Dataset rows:
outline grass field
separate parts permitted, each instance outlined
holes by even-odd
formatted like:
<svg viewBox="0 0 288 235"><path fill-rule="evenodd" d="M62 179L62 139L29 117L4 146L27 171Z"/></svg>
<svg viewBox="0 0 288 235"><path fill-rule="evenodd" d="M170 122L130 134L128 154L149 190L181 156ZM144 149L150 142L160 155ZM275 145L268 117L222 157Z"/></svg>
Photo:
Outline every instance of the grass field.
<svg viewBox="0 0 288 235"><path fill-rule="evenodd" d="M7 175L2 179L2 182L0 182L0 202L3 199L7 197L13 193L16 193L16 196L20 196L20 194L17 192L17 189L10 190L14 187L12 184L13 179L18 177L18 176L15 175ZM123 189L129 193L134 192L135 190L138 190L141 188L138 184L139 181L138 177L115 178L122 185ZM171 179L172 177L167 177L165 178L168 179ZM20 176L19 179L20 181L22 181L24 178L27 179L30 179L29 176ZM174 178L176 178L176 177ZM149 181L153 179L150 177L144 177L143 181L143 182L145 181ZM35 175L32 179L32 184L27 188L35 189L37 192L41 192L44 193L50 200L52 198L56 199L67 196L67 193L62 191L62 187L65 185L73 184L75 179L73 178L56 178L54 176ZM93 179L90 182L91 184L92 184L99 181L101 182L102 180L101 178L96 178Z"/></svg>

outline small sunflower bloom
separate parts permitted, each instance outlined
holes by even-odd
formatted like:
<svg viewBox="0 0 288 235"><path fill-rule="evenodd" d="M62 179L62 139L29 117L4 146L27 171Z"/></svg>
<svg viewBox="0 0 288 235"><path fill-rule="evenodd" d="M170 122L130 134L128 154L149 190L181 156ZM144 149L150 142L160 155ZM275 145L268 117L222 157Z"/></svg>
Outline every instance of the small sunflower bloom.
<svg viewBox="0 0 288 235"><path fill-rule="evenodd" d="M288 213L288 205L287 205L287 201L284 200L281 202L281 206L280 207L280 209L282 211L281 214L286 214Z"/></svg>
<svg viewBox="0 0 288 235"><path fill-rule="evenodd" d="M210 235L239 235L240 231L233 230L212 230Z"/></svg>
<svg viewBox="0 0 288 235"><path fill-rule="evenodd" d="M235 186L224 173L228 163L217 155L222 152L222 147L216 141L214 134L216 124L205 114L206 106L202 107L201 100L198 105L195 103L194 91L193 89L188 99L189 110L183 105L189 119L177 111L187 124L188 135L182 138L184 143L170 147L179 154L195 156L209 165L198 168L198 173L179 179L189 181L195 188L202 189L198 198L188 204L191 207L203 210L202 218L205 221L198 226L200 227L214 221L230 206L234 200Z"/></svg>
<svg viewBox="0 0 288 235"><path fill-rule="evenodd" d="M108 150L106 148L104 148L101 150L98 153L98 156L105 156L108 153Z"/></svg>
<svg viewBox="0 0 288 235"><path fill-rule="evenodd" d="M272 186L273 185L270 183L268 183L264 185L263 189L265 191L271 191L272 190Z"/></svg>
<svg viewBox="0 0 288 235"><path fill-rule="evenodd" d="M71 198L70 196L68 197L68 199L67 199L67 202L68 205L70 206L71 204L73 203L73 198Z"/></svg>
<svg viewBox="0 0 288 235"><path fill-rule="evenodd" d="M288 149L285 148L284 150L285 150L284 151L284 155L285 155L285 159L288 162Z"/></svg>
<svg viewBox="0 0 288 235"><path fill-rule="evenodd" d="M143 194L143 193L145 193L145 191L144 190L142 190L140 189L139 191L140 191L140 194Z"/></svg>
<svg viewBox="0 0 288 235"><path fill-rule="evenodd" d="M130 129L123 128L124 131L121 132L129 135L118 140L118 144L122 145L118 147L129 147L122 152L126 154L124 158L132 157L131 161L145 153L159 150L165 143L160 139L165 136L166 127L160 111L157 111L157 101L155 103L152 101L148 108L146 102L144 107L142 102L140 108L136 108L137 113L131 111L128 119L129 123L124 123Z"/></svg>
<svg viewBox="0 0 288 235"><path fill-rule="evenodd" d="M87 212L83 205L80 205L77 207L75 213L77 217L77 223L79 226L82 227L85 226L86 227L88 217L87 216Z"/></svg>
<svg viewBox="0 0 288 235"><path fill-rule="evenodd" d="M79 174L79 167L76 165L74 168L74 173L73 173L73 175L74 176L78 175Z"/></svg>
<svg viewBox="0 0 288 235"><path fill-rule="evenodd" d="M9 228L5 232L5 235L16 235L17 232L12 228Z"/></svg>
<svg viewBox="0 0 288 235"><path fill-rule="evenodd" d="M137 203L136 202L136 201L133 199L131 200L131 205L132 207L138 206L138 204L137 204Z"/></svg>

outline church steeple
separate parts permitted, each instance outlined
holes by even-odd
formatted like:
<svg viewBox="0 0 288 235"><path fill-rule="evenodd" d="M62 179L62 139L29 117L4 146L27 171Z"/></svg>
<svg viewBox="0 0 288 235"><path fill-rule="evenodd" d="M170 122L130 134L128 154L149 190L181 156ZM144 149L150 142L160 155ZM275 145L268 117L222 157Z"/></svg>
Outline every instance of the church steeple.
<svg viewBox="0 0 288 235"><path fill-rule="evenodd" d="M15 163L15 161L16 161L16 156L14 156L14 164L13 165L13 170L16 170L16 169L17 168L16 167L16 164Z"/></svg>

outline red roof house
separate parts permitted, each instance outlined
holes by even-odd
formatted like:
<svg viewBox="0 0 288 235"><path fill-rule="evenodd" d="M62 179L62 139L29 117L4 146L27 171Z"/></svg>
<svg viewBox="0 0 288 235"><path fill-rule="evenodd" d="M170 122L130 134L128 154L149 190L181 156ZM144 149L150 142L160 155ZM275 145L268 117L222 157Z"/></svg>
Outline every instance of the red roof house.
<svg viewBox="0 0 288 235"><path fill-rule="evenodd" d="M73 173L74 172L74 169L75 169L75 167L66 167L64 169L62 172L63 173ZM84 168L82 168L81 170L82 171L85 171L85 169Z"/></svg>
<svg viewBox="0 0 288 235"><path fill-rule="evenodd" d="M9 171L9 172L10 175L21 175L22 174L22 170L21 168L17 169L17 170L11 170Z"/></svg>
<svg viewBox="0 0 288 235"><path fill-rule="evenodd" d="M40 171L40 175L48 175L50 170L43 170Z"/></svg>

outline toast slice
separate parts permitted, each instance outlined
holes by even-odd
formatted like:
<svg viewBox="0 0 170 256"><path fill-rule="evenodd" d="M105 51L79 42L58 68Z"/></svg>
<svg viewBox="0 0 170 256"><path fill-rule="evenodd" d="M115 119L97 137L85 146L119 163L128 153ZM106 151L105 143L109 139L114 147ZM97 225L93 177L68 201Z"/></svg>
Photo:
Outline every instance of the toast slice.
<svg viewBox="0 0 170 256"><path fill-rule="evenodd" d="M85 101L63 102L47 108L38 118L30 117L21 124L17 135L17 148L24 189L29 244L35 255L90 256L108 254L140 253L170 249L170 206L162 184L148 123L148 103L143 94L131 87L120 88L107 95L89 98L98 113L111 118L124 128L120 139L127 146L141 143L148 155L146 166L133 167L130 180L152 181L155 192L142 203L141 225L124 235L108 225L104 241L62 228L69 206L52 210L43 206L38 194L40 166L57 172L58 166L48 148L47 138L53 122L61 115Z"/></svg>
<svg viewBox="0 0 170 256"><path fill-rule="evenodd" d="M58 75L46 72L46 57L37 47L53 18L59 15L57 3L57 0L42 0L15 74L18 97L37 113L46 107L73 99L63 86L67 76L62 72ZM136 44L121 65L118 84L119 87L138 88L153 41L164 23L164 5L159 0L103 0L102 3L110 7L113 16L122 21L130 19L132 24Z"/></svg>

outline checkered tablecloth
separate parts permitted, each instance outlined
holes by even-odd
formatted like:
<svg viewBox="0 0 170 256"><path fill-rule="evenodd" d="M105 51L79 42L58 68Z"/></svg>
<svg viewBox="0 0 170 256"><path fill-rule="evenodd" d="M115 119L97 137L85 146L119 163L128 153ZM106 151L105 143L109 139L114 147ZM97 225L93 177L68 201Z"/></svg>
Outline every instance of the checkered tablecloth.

Task to carry out: Return the listing verbatim, starting at its first line and ending at the line that contains "175L2 179L2 182L0", with both of those lines included.

Task answer:
outline grass field
separate parts permitted, each instance outlined
holes by even-odd
formatted like:
<svg viewBox="0 0 288 235"><path fill-rule="evenodd" d="M62 179L62 139L29 117L4 146L27 171Z"/></svg>
<svg viewBox="0 0 288 235"><path fill-rule="evenodd" d="M170 122L130 134L128 154L149 190L181 156ZM144 149L150 142L160 155ZM275 145L268 117L222 157Z"/></svg>
Photo:
Outline every instance of the grass field.
<svg viewBox="0 0 288 235"><path fill-rule="evenodd" d="M7 175L2 179L2 182L0 182L0 202L3 199L7 197L13 193L16 193L16 196L20 196L20 194L17 192L17 189L10 190L14 187L12 184L13 179L18 177L18 176L15 175ZM123 189L129 193L134 192L135 190L138 190L141 188L138 184L139 181L138 177L115 178L122 185ZM171 179L172 177L167 177L165 178L168 179ZM20 176L19 179L20 181L22 181L24 178L27 179L30 179L29 176ZM174 178L176 178L176 177ZM149 181L153 179L150 177L144 177L143 181L143 182L145 181ZM35 175L32 179L32 184L27 188L35 189L37 192L41 192L44 193L50 200L52 198L56 199L67 196L67 193L62 191L62 187L65 185L73 184L75 179L73 178L56 178L54 176ZM93 179L90 182L91 184L92 184L99 181L101 182L102 180L101 178L96 178Z"/></svg>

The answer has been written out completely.